■ **Required task**
Put the lines of the items below into a Markdown table with the columns Row and Line, starting with the line that contains "Planogram-check task. Target: hair" and going on through the line that contains "point(53, 17)". Number each row, leave out blank lines, and include no other lines.

──────

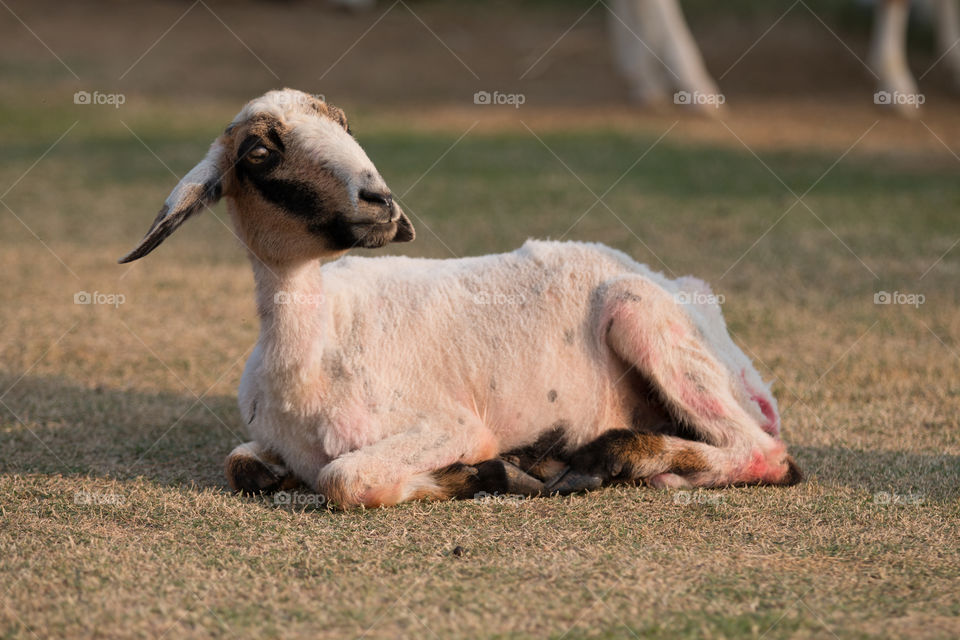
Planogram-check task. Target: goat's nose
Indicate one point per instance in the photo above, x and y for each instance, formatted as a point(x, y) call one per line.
point(383, 199)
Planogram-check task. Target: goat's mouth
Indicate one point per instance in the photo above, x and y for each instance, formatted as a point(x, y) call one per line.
point(373, 235)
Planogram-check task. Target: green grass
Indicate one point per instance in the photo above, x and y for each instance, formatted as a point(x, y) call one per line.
point(162, 546)
point(114, 516)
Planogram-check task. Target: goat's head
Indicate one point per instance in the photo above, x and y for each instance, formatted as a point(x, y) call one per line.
point(298, 185)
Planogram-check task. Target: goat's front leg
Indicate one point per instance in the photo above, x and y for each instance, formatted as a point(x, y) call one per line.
point(251, 468)
point(664, 461)
point(425, 462)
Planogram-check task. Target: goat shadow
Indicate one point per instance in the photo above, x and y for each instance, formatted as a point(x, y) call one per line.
point(175, 440)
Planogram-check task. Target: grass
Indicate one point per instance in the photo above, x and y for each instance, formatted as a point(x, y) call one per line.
point(114, 517)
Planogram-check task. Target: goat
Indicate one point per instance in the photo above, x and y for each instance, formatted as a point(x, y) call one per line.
point(381, 380)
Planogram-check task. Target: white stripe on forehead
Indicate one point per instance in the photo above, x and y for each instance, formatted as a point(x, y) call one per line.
point(319, 137)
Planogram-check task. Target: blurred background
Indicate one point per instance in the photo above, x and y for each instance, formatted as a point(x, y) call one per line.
point(826, 221)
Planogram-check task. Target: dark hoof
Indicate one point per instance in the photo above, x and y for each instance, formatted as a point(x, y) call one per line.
point(572, 481)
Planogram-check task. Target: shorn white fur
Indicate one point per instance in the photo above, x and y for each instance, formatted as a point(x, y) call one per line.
point(371, 374)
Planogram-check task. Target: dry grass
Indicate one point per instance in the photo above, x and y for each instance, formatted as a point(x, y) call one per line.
point(114, 518)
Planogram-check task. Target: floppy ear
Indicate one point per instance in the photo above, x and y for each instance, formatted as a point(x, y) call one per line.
point(201, 187)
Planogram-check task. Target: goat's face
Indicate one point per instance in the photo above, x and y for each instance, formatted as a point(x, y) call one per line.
point(297, 183)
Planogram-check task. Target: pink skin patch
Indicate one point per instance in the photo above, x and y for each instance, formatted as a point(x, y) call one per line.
point(771, 423)
point(700, 402)
point(760, 468)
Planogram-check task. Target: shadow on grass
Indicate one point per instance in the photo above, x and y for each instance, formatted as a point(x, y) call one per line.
point(176, 440)
point(889, 475)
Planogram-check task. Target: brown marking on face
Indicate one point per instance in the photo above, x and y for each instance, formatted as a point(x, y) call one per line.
point(293, 206)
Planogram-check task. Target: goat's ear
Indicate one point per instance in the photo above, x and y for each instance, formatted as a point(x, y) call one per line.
point(200, 188)
point(405, 232)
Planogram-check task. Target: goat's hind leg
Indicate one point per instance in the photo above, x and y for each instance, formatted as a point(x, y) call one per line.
point(489, 478)
point(647, 328)
point(250, 468)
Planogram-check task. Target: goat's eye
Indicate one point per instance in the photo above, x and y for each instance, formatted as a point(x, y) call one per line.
point(258, 154)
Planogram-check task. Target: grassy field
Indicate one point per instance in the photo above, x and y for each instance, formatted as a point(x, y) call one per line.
point(114, 418)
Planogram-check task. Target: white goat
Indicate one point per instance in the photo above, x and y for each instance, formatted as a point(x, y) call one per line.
point(379, 380)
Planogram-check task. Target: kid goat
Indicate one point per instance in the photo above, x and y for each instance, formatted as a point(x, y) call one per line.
point(380, 380)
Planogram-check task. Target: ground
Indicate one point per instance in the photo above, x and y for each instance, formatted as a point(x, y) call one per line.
point(802, 204)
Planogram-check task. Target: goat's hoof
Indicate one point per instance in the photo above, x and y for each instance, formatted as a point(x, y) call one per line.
point(571, 481)
point(252, 472)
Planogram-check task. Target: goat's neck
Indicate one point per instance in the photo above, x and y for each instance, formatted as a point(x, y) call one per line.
point(293, 318)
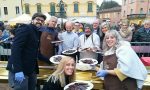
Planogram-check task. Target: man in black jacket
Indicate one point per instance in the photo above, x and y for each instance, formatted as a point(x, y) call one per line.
point(22, 64)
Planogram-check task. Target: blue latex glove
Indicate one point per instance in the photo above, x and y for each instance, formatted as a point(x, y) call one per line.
point(19, 76)
point(101, 73)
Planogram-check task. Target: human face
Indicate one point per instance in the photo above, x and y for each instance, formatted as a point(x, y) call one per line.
point(87, 31)
point(52, 23)
point(95, 24)
point(38, 21)
point(69, 67)
point(104, 29)
point(69, 27)
point(110, 40)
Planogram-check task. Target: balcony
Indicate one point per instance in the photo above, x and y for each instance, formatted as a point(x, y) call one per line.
point(136, 16)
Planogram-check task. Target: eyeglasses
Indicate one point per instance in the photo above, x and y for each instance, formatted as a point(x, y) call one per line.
point(39, 19)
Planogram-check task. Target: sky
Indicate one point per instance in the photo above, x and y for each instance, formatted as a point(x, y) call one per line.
point(100, 1)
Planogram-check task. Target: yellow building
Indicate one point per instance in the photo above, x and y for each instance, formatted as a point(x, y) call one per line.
point(73, 8)
point(9, 9)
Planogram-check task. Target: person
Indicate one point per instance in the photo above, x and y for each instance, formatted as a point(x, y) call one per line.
point(125, 32)
point(143, 34)
point(22, 65)
point(70, 39)
point(64, 74)
point(120, 65)
point(48, 34)
point(89, 43)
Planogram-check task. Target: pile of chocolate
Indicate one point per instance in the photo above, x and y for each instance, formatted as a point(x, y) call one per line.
point(87, 61)
point(57, 58)
point(78, 86)
point(69, 51)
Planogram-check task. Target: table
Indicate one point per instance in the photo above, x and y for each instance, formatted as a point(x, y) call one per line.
point(45, 71)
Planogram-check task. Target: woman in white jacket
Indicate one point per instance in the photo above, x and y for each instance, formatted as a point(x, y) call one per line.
point(121, 67)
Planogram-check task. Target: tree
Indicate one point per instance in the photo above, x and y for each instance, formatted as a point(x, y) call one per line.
point(108, 4)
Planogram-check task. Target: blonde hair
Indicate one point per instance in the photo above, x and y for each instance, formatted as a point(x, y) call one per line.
point(116, 35)
point(59, 73)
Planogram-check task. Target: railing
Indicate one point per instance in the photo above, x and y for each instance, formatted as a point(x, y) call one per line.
point(141, 48)
point(5, 51)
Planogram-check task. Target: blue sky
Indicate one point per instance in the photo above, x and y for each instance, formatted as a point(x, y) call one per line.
point(100, 1)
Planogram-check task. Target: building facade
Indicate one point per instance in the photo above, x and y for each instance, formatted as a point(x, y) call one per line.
point(135, 10)
point(67, 8)
point(10, 9)
point(112, 14)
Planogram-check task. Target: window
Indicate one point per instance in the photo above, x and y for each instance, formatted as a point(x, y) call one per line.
point(131, 11)
point(124, 2)
point(124, 13)
point(38, 7)
point(52, 8)
point(141, 11)
point(17, 10)
point(90, 9)
point(131, 1)
point(5, 11)
point(76, 7)
point(27, 10)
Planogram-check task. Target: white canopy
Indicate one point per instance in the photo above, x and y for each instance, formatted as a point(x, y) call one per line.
point(89, 20)
point(61, 20)
point(47, 16)
point(24, 18)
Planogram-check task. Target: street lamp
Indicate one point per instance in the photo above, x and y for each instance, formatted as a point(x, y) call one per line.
point(62, 13)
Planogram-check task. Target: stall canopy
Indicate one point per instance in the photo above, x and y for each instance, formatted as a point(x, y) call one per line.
point(89, 20)
point(47, 16)
point(24, 18)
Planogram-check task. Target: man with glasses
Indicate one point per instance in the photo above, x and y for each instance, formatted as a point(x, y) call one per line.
point(22, 64)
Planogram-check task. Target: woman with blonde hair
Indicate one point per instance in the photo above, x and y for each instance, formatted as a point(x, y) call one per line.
point(120, 65)
point(64, 74)
point(125, 32)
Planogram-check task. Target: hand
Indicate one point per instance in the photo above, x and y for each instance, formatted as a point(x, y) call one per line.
point(19, 76)
point(101, 73)
point(92, 67)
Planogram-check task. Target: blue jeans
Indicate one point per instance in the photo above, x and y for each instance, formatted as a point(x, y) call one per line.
point(29, 83)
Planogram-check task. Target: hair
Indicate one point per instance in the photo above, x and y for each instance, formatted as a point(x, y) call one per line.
point(116, 35)
point(39, 15)
point(59, 73)
point(107, 25)
point(88, 25)
point(146, 21)
point(53, 17)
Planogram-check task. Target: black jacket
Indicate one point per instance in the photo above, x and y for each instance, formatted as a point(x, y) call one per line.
point(24, 51)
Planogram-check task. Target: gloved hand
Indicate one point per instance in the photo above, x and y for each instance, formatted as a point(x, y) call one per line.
point(92, 67)
point(19, 76)
point(101, 73)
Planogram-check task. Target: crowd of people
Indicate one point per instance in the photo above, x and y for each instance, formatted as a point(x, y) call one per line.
point(33, 42)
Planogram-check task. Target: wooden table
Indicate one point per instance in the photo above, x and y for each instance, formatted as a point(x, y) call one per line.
point(45, 71)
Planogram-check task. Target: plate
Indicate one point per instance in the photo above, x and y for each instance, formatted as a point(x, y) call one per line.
point(56, 59)
point(88, 61)
point(56, 41)
point(88, 83)
point(83, 67)
point(70, 51)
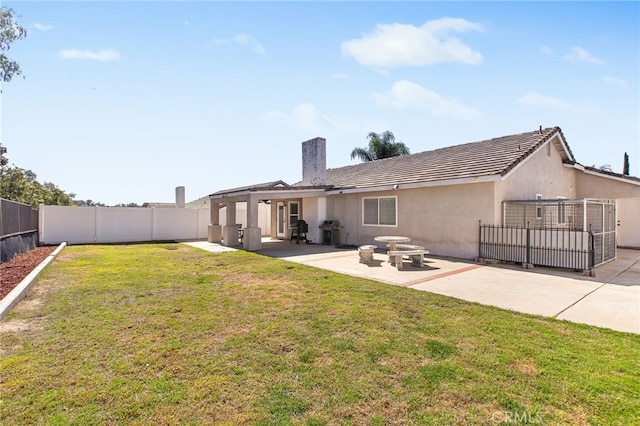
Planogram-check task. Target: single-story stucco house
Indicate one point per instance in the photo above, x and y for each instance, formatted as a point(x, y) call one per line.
point(437, 198)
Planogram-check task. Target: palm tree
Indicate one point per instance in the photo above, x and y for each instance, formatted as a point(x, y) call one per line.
point(380, 146)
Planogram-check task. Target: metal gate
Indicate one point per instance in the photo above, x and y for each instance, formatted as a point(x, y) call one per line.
point(566, 233)
point(556, 247)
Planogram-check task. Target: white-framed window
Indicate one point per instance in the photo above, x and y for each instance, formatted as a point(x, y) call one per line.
point(561, 212)
point(539, 209)
point(294, 213)
point(380, 211)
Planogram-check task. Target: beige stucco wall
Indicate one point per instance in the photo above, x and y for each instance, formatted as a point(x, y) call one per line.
point(628, 223)
point(443, 219)
point(542, 173)
point(592, 186)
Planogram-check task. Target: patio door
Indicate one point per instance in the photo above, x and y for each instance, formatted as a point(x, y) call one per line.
point(281, 220)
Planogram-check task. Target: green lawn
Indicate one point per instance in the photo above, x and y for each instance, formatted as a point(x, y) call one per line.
point(168, 334)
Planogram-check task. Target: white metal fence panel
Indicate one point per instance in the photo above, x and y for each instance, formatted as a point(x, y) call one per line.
point(123, 224)
point(82, 225)
point(72, 224)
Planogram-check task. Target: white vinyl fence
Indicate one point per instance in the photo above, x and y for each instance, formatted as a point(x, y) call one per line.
point(86, 225)
point(82, 225)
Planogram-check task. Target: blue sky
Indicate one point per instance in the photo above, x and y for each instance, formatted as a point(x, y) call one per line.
point(123, 101)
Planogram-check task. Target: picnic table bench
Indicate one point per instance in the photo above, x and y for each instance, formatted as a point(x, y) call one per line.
point(413, 252)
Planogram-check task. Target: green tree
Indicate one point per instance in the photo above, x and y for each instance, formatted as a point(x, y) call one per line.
point(10, 32)
point(22, 186)
point(625, 167)
point(381, 146)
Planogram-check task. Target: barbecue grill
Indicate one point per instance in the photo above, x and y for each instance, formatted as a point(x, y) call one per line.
point(330, 232)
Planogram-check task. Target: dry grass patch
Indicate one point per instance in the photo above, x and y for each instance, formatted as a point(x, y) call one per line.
point(168, 334)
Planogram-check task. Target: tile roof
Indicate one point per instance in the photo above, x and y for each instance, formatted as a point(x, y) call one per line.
point(485, 158)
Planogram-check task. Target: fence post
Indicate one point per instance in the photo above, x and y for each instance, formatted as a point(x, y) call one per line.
point(479, 237)
point(528, 244)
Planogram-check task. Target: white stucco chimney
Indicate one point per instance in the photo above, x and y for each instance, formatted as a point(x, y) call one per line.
point(180, 197)
point(314, 162)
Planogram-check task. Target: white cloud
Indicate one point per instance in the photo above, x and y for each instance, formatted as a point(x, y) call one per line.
point(614, 81)
point(538, 100)
point(395, 45)
point(43, 27)
point(340, 76)
point(306, 117)
point(406, 94)
point(545, 50)
point(578, 54)
point(100, 55)
point(242, 40)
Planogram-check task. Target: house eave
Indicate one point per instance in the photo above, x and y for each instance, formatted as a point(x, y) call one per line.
point(391, 187)
point(270, 193)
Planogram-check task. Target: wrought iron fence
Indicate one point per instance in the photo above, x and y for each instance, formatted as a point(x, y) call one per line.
point(16, 218)
point(556, 247)
point(18, 229)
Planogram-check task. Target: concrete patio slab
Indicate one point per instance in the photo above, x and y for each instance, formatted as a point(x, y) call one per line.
point(519, 291)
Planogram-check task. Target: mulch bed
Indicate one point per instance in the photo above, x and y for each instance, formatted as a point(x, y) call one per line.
point(14, 271)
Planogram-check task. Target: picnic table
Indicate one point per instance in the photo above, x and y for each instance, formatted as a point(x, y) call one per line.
point(392, 240)
point(397, 250)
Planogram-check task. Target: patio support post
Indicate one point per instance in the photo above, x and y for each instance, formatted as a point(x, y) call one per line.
point(215, 230)
point(252, 240)
point(230, 230)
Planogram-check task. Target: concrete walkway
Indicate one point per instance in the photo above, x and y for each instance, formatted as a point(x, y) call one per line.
point(611, 299)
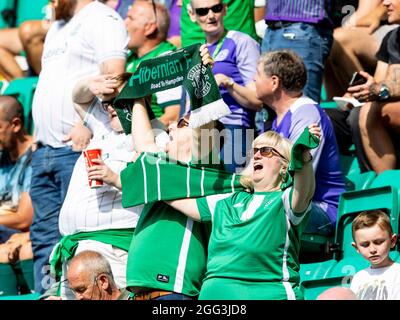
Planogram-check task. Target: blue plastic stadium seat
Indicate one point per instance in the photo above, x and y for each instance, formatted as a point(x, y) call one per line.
point(30, 10)
point(23, 89)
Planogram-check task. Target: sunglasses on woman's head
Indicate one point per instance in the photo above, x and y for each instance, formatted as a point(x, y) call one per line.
point(107, 103)
point(268, 152)
point(204, 11)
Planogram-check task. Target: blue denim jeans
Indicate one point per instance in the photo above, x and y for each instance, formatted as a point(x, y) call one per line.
point(174, 296)
point(51, 172)
point(237, 143)
point(311, 42)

──────

■ **Reply to the task**
| Row | Line |
|---|---|
| 1 | Planogram-check task. Target: hair |
| 2 | Indicate one point per instance in the photo above, x and y for each instance, formatted as a point(x, y) call one per line. |
| 3 | point(116, 35) |
| 4 | point(39, 15) |
| 5 | point(59, 73) |
| 6 | point(107, 25) |
| 7 | point(88, 25) |
| 8 | point(146, 21) |
| 9 | point(53, 17) |